- _What the task asks_
Below are some records: retype them all exactly, but not the pictures.

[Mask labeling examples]
____________
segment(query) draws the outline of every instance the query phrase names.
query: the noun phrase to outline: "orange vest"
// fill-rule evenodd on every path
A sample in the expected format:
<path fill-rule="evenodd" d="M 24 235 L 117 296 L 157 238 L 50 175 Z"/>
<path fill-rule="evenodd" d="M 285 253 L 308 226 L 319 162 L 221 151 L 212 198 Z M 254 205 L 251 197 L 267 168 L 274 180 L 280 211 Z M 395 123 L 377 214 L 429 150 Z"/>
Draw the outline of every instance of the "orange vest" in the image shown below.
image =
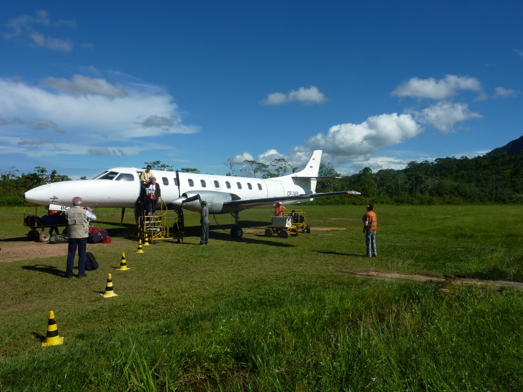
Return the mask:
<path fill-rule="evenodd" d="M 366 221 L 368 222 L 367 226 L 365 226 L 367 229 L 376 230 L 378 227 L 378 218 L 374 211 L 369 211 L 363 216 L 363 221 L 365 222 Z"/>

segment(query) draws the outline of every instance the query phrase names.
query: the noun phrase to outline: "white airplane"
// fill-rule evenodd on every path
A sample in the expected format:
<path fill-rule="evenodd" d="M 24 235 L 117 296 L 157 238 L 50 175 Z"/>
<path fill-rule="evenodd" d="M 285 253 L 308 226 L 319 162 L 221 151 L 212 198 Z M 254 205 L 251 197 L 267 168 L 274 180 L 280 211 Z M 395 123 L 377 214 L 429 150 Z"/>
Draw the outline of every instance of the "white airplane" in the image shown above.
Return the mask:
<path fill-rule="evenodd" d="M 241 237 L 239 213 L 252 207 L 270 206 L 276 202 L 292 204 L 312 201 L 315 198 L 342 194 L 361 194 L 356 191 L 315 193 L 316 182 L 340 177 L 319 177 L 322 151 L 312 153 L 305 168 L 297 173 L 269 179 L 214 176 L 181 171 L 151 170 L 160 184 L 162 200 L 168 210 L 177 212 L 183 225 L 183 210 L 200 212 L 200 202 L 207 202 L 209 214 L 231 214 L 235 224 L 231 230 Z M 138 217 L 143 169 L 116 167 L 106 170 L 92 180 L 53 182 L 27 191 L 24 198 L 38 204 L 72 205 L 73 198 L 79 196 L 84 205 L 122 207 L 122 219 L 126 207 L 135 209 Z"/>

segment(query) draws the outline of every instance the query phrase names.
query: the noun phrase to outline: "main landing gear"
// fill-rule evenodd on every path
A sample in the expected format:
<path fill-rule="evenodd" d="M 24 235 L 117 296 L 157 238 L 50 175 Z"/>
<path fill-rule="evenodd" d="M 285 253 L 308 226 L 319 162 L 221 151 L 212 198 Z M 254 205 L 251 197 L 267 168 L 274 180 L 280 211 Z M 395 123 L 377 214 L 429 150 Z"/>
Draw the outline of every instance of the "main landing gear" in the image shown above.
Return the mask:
____________
- _Written reply_
segment(query) draws the outline of every instance the query phrase names.
query: the noun phrase to outline: "orange vest"
// fill-rule evenodd on every path
A sample in the expected format:
<path fill-rule="evenodd" d="M 24 235 L 117 296 L 157 238 L 50 175 Z"/>
<path fill-rule="evenodd" d="M 285 253 L 308 226 L 319 162 L 221 151 L 212 198 Z M 254 205 L 251 197 L 267 168 L 274 180 L 280 211 Z M 395 123 L 377 214 L 429 150 Z"/>
Draw the outline of every instance of the "orange vest" in the image shown below.
image =
Return the mask:
<path fill-rule="evenodd" d="M 366 221 L 368 222 L 367 226 L 365 226 L 367 229 L 376 230 L 378 227 L 378 218 L 374 211 L 369 211 L 363 216 L 363 221 L 365 222 Z"/>

segment(query) draws the outline of every instance the query phrase names.
query: the noun phrase to outline: "white airplane"
// fill-rule evenodd on every path
A sample in the expected format:
<path fill-rule="evenodd" d="M 24 235 L 117 296 L 157 238 L 50 175 Z"/>
<path fill-rule="evenodd" d="M 285 253 L 308 226 L 319 162 L 221 151 L 212 198 Z M 254 205 L 251 197 L 267 168 L 274 180 L 280 211 Z M 395 123 L 377 214 L 429 150 Z"/>
Draw the outline of every instance of the "white airplane" in the image shown above.
Return the mask:
<path fill-rule="evenodd" d="M 241 237 L 239 213 L 252 207 L 270 206 L 276 202 L 292 204 L 312 201 L 315 198 L 342 194 L 361 194 L 356 191 L 315 193 L 316 182 L 340 177 L 319 177 L 322 151 L 312 153 L 305 168 L 297 173 L 269 179 L 214 176 L 181 171 L 151 170 L 160 184 L 162 200 L 168 210 L 177 212 L 183 225 L 183 210 L 200 212 L 200 202 L 207 202 L 209 214 L 231 214 L 235 224 L 231 230 Z M 138 217 L 143 169 L 116 167 L 106 170 L 92 180 L 53 182 L 27 191 L 24 198 L 38 204 L 72 205 L 73 198 L 79 196 L 84 205 L 122 207 L 122 219 L 126 207 L 135 209 Z"/>

segment(query) draws the outline of every instance the query phrase names.
query: the noun phrase to outline: "main landing gear"
// fill-rule evenodd on every path
A sample in the expected format:
<path fill-rule="evenodd" d="M 24 235 L 117 296 L 157 238 L 50 175 Z"/>
<path fill-rule="evenodd" d="M 285 253 L 308 226 L 319 162 L 221 151 L 212 198 Z M 254 205 L 251 197 L 267 168 L 274 180 L 280 211 Z M 395 123 L 377 214 L 429 150 Z"/>
Draw the outline of every instance of the "main landing gear" in the image shown above.
Return the mask:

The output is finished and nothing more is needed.